Extracted information:
- - - - - - -
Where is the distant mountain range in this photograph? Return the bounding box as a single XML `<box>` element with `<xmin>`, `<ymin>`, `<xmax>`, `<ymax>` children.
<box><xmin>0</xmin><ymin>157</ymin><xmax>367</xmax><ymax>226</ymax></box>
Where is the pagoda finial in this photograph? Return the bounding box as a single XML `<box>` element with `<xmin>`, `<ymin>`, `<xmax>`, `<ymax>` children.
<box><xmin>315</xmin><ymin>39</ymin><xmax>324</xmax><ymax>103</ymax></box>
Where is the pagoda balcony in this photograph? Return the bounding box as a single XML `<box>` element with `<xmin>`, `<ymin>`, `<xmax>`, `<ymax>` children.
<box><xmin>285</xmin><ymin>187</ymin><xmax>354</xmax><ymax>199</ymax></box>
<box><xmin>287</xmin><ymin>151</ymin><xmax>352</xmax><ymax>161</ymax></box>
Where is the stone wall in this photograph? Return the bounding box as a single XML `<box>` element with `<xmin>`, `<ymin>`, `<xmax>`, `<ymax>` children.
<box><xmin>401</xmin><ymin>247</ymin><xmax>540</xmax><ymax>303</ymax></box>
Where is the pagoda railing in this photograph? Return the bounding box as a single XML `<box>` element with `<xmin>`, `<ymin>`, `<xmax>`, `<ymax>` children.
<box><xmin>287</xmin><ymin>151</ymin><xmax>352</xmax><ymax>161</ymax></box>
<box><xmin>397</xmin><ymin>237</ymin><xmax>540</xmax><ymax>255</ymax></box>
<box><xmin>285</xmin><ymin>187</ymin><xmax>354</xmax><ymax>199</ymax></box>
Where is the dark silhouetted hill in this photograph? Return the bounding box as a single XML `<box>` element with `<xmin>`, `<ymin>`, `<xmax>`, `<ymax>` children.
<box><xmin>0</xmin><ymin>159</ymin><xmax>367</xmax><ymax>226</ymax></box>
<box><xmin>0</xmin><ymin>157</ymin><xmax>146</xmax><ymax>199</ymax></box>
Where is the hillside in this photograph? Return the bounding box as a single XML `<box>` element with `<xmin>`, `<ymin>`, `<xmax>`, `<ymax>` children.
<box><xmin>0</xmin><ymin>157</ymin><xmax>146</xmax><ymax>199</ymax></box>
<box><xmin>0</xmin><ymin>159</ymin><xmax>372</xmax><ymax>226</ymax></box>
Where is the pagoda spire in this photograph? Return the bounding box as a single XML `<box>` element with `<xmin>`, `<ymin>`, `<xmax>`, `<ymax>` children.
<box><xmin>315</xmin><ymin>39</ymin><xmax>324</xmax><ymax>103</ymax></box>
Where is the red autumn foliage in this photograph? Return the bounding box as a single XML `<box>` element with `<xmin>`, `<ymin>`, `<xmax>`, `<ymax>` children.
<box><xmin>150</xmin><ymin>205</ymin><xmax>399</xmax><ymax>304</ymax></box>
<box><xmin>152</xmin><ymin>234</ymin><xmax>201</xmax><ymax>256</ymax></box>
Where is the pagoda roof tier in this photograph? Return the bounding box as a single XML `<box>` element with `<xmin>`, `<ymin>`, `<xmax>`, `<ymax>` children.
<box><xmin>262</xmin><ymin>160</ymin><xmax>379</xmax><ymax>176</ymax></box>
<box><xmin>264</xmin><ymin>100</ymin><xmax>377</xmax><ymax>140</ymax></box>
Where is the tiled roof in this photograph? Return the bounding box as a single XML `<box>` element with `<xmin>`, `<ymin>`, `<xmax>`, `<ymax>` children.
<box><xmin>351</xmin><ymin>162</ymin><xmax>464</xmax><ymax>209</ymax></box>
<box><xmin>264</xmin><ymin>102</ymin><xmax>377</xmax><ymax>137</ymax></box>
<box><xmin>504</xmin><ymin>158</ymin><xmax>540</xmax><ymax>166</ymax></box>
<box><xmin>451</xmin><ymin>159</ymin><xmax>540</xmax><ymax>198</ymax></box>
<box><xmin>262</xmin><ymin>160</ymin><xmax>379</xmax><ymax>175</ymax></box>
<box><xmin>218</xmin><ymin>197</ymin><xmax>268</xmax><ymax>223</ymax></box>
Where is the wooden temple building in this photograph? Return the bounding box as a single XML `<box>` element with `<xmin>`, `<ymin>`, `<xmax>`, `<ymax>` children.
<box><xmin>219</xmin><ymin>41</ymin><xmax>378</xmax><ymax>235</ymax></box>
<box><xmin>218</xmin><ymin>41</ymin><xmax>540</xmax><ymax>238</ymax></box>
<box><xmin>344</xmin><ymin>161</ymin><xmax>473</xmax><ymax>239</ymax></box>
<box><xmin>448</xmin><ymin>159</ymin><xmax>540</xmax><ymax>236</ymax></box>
- - - - - - -
Exactly reproduce every record.

Expected answer:
Where is the distant mountain range in this photograph? Return the bounding box as a single XML `<box>` element with `<xmin>`, `<ymin>`, `<xmax>`, `<ymax>` children.
<box><xmin>0</xmin><ymin>157</ymin><xmax>367</xmax><ymax>226</ymax></box>
Where is the pagoda finial in this photograph? Return the bounding box as a single XML `<box>` element with `<xmin>`, `<ymin>`, `<xmax>`, `<ymax>` children.
<box><xmin>315</xmin><ymin>39</ymin><xmax>324</xmax><ymax>103</ymax></box>
Where is the pagoda balcony in this photograph? Return the bounding box as a single XML `<box>` element with `<xmin>`, `<ymin>`, `<xmax>`, `<ymax>` children.
<box><xmin>285</xmin><ymin>187</ymin><xmax>354</xmax><ymax>199</ymax></box>
<box><xmin>287</xmin><ymin>151</ymin><xmax>352</xmax><ymax>161</ymax></box>
Where is the stone wall in this photograph? Return the bounding box as a single XML `<box>` element with `<xmin>`, `<ymin>`, `<xmax>`, `<ymax>` children.
<box><xmin>401</xmin><ymin>247</ymin><xmax>540</xmax><ymax>303</ymax></box>
Where is the pagoda railing in this photograph? Return the bounding box as a single XML `<box>` element with `<xmin>`, `<ymin>`, `<xmax>`, `<ymax>` children.
<box><xmin>287</xmin><ymin>151</ymin><xmax>352</xmax><ymax>161</ymax></box>
<box><xmin>397</xmin><ymin>237</ymin><xmax>540</xmax><ymax>255</ymax></box>
<box><xmin>285</xmin><ymin>187</ymin><xmax>354</xmax><ymax>199</ymax></box>
Where is the dark silhouetted hill in this photograph? Return the bounding box as a single XML `<box>` element with `<xmin>`, `<ymin>`, `<xmax>`, `<ymax>` children.
<box><xmin>0</xmin><ymin>159</ymin><xmax>367</xmax><ymax>226</ymax></box>
<box><xmin>0</xmin><ymin>157</ymin><xmax>146</xmax><ymax>199</ymax></box>
Where is the hillside in this photograph? Return the bounding box as a single XML `<box>` element with `<xmin>`, `<ymin>`, `<xmax>`, `<ymax>` children.
<box><xmin>0</xmin><ymin>157</ymin><xmax>146</xmax><ymax>199</ymax></box>
<box><xmin>0</xmin><ymin>159</ymin><xmax>372</xmax><ymax>226</ymax></box>
Where is the pagoda spire in this photograph? Return the bounding box as a single XML `<box>` element with `<xmin>`, `<ymin>`, `<xmax>`, `<ymax>` children.
<box><xmin>315</xmin><ymin>39</ymin><xmax>324</xmax><ymax>103</ymax></box>
Where is the red autumn foliage in this photograph? Return the bounding box as a single XML `<box>` element with `<xmin>`, `<ymin>`, `<xmax>`, `<ymax>` children.
<box><xmin>150</xmin><ymin>205</ymin><xmax>399</xmax><ymax>304</ymax></box>
<box><xmin>152</xmin><ymin>234</ymin><xmax>201</xmax><ymax>256</ymax></box>
Where is the pagoda roof tier in this photograph? Return the bounding box as a single XML `<box>` element with `<xmin>`, `<ymin>`, `<xmax>`, `<ymax>` children.
<box><xmin>262</xmin><ymin>160</ymin><xmax>379</xmax><ymax>176</ymax></box>
<box><xmin>264</xmin><ymin>100</ymin><xmax>377</xmax><ymax>140</ymax></box>
Where is the tiled roof in this photograph? Return the bounding box as a single XML `<box>` element with `<xmin>`, `<ymin>`, `<xmax>`, `<ymax>` children.
<box><xmin>351</xmin><ymin>162</ymin><xmax>464</xmax><ymax>209</ymax></box>
<box><xmin>264</xmin><ymin>102</ymin><xmax>377</xmax><ymax>137</ymax></box>
<box><xmin>504</xmin><ymin>158</ymin><xmax>540</xmax><ymax>166</ymax></box>
<box><xmin>451</xmin><ymin>159</ymin><xmax>540</xmax><ymax>198</ymax></box>
<box><xmin>262</xmin><ymin>160</ymin><xmax>379</xmax><ymax>175</ymax></box>
<box><xmin>218</xmin><ymin>197</ymin><xmax>268</xmax><ymax>223</ymax></box>
Where is the wooden temple building in this photograph? Return the bounding box as a single XML `<box>` element with `<xmin>`, `<ymin>`, `<xmax>`, `<ymax>` children.
<box><xmin>219</xmin><ymin>41</ymin><xmax>378</xmax><ymax>235</ymax></box>
<box><xmin>218</xmin><ymin>41</ymin><xmax>540</xmax><ymax>238</ymax></box>
<box><xmin>344</xmin><ymin>161</ymin><xmax>473</xmax><ymax>239</ymax></box>
<box><xmin>448</xmin><ymin>159</ymin><xmax>540</xmax><ymax>236</ymax></box>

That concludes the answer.